How long did it take to clean him up? It's close to air conditioning season here in FLorida. Were are hitting the upper 70's but have a great breeze. AND it's snowbird season in my town! Wish it would stop snowing up north so they would think about going home! Getting ready to watch the launch from my back yard. Have fun brushing out Augie.


----------



## sashamom (Jan 12, 2009)

Love your back yard. We have snow in Renton and Sasha is not thrilled. Of course we live in a condo and she has to be on a leash so no RLH. Linda


----------



## Ninja (Nov 1, 2010)

Aww he looked like he loved it!! Wow those pictures are really beautiful....the scenery looks so pretty like it belongs on a post card... love them :biggrin1:


----------



## Suzi (Oct 27, 2010)

Linda your snow is so pretty and Augie looked **** he just loved it. By the time I got dressed and out the door the snow had melted  I could have gone up to a park and maybe found some still on the grass but it would have been really wet. I think the time to go was about 6am I am hoping for more snow tonight!


----------



## whimsy (Apr 3, 2010)

Beautiful snow pictures! Augie looks like he is having the time of his life! Very cute pictures!
How long did it take for those snowballs to melt off of him LOL


----------



## motherslittlehelper (Mar 18, 2010)

Thanks, everyone, for the compliments and nice comments!  Yes, Augie absolutely loved it! The only time he doesn't love being outside is when it gets very warm - then, he just finds the nearest shade and plops down. Have found that letting the hose run a bit so he can play in the water really helps him in the heat. Our snow from this morning is all gone (we live in the valley, -3 feet sea level, I believe, but imagine the hills probably still have snow. It is snowing again and the temps are supposed to get into the teens tonight. 

O-Bluff: DH loves his Subaru too. Drives great whenever he has driven in snow or ice with it. Wish I could say the same for our truck (Tundra). It is wonderful for clear or just rainy roads, however. I believe the Northwest Flower and Garden Show is being held in Seattle this weekend - well, probably started yesterday. This won't be too helpful for the vendors. My friend and I were going to travel to the one in Portland today, but decided we didn't want to get caught down there if the temps dropped and it got icy. Besides, we got a bit of the spending itch out of our system last weekend at the first one at the Convention Center.
-*-
-- Tasks to carry out --
(1) Reproduce word for word the part of the forum thread that opens with the words "## Suzi (Oct" and closes with "more snow tonight!".
(2) In the forum thread, what helps Augie in the heat?
Draw only on the forum thread.

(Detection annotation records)
-*-
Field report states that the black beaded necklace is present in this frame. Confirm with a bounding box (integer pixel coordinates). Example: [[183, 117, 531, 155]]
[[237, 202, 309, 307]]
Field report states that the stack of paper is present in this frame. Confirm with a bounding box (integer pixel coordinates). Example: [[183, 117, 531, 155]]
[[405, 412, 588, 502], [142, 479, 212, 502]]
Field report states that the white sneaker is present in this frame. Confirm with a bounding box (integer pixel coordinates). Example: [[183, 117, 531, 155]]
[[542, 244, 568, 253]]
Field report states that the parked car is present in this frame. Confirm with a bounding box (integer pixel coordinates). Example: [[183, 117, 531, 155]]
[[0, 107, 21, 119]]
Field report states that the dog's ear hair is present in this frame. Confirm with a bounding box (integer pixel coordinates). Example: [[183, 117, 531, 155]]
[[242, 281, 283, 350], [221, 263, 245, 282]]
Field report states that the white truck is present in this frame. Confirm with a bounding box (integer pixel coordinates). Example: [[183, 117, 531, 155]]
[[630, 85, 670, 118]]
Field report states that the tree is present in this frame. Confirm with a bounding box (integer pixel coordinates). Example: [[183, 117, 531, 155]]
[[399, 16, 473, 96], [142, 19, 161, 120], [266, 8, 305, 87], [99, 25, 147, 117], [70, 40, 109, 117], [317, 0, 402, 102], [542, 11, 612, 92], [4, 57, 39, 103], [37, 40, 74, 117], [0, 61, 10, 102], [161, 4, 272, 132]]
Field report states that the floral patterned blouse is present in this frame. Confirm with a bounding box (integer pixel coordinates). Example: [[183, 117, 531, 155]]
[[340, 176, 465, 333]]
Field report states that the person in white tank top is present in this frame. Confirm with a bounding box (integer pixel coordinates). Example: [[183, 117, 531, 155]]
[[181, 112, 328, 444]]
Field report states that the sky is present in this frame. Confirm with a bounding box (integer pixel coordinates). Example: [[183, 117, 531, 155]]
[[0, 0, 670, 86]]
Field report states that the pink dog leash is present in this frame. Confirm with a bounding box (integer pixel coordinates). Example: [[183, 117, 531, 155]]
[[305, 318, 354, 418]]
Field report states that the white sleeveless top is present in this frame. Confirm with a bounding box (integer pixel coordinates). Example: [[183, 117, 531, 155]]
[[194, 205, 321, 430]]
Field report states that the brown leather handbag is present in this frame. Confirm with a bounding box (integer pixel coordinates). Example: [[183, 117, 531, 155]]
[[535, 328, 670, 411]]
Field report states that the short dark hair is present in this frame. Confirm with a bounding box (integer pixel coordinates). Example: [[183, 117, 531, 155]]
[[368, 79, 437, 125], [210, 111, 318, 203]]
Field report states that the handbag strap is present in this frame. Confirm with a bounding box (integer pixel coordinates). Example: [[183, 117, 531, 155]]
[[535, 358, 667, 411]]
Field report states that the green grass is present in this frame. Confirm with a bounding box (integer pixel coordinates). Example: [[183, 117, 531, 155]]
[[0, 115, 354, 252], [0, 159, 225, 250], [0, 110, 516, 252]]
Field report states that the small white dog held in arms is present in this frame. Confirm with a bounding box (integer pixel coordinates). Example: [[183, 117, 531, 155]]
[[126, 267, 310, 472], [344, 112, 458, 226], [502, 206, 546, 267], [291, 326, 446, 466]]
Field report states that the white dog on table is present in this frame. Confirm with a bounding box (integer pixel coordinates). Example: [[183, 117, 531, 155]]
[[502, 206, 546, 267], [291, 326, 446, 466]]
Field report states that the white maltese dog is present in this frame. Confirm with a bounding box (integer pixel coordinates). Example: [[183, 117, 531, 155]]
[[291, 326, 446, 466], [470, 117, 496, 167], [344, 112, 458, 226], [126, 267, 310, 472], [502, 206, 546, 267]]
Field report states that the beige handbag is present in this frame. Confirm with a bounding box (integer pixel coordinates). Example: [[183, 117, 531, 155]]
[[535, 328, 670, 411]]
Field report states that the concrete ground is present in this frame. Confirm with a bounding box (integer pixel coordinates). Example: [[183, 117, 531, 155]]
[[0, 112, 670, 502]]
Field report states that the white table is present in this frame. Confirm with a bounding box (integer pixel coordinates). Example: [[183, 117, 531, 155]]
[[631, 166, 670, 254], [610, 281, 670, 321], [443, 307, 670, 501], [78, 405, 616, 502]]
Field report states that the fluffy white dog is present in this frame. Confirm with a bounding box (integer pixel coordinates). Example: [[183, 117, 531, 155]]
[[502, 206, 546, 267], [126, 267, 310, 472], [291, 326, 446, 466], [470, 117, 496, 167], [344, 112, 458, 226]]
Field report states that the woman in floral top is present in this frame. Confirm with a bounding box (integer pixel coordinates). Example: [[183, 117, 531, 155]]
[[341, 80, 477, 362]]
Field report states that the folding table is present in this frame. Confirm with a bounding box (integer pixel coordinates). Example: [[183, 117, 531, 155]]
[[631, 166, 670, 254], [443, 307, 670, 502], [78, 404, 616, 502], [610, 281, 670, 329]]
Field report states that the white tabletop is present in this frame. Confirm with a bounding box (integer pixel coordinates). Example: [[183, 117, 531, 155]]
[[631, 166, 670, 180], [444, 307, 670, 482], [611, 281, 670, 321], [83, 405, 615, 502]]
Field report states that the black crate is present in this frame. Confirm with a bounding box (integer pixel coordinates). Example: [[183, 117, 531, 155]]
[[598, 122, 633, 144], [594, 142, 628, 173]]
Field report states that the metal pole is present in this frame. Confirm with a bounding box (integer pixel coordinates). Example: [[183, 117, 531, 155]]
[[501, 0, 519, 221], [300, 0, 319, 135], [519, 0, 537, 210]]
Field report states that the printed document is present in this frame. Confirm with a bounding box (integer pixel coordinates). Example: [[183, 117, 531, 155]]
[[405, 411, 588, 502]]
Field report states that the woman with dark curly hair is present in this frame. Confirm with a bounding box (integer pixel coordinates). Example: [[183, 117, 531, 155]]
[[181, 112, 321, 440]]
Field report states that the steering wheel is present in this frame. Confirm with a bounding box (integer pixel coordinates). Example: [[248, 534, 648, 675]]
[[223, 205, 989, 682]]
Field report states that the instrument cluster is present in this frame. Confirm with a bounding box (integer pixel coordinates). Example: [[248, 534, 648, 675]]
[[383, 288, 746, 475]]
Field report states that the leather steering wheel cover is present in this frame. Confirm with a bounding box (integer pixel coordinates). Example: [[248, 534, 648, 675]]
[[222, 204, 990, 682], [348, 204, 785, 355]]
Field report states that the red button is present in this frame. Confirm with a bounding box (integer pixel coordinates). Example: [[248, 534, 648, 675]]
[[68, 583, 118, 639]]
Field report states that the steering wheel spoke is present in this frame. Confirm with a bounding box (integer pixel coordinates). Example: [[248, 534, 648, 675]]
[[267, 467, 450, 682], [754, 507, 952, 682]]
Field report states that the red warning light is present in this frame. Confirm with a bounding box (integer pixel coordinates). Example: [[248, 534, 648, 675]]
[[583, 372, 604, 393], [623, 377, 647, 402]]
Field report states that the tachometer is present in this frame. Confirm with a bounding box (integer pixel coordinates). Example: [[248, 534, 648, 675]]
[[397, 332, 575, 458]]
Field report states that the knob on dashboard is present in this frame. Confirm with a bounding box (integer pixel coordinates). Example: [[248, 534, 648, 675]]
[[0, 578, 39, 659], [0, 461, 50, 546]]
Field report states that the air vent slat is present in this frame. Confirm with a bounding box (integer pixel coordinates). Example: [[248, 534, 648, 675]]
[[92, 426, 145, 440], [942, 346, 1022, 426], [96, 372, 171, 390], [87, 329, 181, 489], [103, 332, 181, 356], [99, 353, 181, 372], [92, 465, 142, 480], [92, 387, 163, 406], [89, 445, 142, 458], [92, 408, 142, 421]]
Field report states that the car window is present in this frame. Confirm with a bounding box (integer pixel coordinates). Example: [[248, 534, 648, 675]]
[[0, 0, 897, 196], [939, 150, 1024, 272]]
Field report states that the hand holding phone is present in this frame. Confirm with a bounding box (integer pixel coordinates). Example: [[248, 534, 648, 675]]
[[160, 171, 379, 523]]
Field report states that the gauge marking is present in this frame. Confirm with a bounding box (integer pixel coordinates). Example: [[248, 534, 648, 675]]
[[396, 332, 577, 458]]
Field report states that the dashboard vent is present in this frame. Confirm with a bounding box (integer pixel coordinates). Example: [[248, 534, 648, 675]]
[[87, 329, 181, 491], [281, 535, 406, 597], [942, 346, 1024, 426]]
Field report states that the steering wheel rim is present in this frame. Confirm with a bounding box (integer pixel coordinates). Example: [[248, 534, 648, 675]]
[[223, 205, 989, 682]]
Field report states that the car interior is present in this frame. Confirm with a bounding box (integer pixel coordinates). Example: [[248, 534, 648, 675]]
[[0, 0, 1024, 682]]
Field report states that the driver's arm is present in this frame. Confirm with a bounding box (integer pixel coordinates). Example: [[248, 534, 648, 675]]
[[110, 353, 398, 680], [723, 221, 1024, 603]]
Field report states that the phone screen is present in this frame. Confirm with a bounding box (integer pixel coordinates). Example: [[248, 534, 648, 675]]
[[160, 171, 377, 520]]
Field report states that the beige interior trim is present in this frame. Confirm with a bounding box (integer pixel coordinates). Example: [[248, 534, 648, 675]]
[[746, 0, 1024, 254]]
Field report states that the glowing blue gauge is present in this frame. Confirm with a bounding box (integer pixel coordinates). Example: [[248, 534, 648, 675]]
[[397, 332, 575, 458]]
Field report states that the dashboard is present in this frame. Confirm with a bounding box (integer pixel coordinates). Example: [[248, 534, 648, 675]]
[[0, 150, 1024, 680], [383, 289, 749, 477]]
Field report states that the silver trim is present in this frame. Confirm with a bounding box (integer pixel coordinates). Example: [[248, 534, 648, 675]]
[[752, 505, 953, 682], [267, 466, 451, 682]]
-*-
-- Solutions --
(1)
## Suzi (Oct 27, 2010)

Linda your snow is so pretty and Augie looked **** he just loved it. By the time I got dressed and out the door the snow had melted  I could have gone up to a park and maybe found some still on the grass but it would have been really wet. I think the time to go was about 6am I am hoping for more snow tonight!

(2) Letting the hose run a bit so he can play in the water.